§ **Selected excerpt**:
==============================
A Message from the Head of School Tom Argersinger

Dear Parents and Friends of CCS,

I hope this edition of Parent News finds you walking closely with the Lord of Glory!

I have been struck this week with the faithfulness of God in shaping my response even when life is not exactly going as I have planned.  

The sub-floor of this preferred response is found in 2 Cor. 5:17-18

“If anyone is in Christ, he is a new creation; the old has passed away, and see, the new has come. Everything is from God, who has reconciled us to Himself through Christ and has given us the ministry of reconciliation. 

Therefore, we are ambassadors for Christ, since God is making His appeal through us.

We plead on Christ’s behalf, ‘Be reconciled to God.’  He made the One who knew no sin to become sin for us, so that in Him we may become the righteousness of God.”

Earlier in the chapter Paul had laid out the victory of a life lived in Christ over the death of the body, thereby acknowledging the difficulty of life in the world. And He has provided the way forward for us through the challenges of the world, so that as we live into that reconciliation we can be “sacred agents” on behalf of Christ in this world.

The basis for our victory is His victory over death. It is His Gospel of reconciliation with God that provides the necessary scaffolding for our own other-centered life in the world.

Sometimes we feel a bit hopeless, like there is no way we can figure out the complex questions of our life. And, actually, we are right. Our “old person” (our pre-salvation deadness that lingers in our physical bodies until we are translated to be with Jesus in eternity) can never make life work, at least for very long.

This is probably one reason older people experience depression with such frequency: they have run out of energy trying to force life to work, and they’re exhausted and sad at the prospect of their consistent failure to live with Christian victory in the questions that remain unanswered.
==============================
§ **Brief 1**: From the Head of School's letter, copy the passage word for word, starting with "Dear Parents and" and ending with "ministry of reconciliation.".
§ **Brief 2**: In the Head of School's letter, which Bible passage is named as the sub-floor of the preferred response?
==============================
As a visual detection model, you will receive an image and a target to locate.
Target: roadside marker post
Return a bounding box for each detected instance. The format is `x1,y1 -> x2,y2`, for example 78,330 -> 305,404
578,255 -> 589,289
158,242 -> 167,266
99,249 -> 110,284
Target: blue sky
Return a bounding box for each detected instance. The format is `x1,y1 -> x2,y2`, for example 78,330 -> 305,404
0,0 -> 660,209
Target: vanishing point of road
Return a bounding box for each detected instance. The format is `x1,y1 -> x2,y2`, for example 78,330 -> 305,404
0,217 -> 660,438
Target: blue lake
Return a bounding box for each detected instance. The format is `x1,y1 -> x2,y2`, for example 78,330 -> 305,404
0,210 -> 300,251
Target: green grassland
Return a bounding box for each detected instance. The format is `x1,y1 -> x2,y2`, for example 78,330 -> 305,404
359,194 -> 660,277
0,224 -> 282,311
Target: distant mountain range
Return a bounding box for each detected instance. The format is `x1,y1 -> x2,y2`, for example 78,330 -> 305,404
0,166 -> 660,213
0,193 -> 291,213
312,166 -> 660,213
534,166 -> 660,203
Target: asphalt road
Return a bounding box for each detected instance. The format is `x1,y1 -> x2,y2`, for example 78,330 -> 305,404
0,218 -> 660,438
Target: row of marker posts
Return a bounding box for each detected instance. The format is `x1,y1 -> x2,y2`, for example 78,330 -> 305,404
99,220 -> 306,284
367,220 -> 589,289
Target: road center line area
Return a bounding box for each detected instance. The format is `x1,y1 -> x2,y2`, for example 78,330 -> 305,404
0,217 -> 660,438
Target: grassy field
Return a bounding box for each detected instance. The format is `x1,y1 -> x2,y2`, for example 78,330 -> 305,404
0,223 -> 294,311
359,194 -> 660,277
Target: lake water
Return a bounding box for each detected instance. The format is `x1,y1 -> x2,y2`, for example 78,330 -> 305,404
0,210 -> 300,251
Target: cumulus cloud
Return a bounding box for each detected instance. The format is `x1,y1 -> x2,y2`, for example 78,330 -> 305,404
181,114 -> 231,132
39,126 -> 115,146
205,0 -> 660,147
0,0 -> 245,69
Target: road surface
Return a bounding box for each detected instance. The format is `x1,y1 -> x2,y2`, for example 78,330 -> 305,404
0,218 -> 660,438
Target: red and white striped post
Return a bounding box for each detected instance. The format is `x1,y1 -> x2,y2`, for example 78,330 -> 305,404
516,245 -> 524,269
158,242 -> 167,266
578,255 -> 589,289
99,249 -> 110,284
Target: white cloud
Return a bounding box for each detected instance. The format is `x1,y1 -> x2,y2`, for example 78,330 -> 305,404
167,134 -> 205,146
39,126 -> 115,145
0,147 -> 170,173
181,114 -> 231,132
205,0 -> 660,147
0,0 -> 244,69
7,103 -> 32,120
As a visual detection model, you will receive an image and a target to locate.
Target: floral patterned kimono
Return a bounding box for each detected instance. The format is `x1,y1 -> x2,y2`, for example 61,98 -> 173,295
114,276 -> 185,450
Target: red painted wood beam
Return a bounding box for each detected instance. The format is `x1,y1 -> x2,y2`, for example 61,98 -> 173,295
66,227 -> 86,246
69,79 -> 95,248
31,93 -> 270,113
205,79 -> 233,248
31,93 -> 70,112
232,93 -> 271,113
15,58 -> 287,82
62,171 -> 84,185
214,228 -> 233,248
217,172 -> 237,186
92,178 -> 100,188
==============================
§ **Result 1**:
Dear Parents and Friends of CCS,

I hope this edition of Parent News finds you walking closely with the Lord of Glory!

I have been struck this week with the faithfulness of God in shaping my response even when life is not exactly going as I have planned.  

The sub-floor of this preferred response is found in 2 Cor. 5:17-18

“If anyone is in Christ, he is a new creation; the old has passed away, and see, the new has come. Everything is from God, who has reconciled us to Himself through Christ and has given us the ministry of reconciliation.

§ **Result 2**: 2 Cor. 5:17-18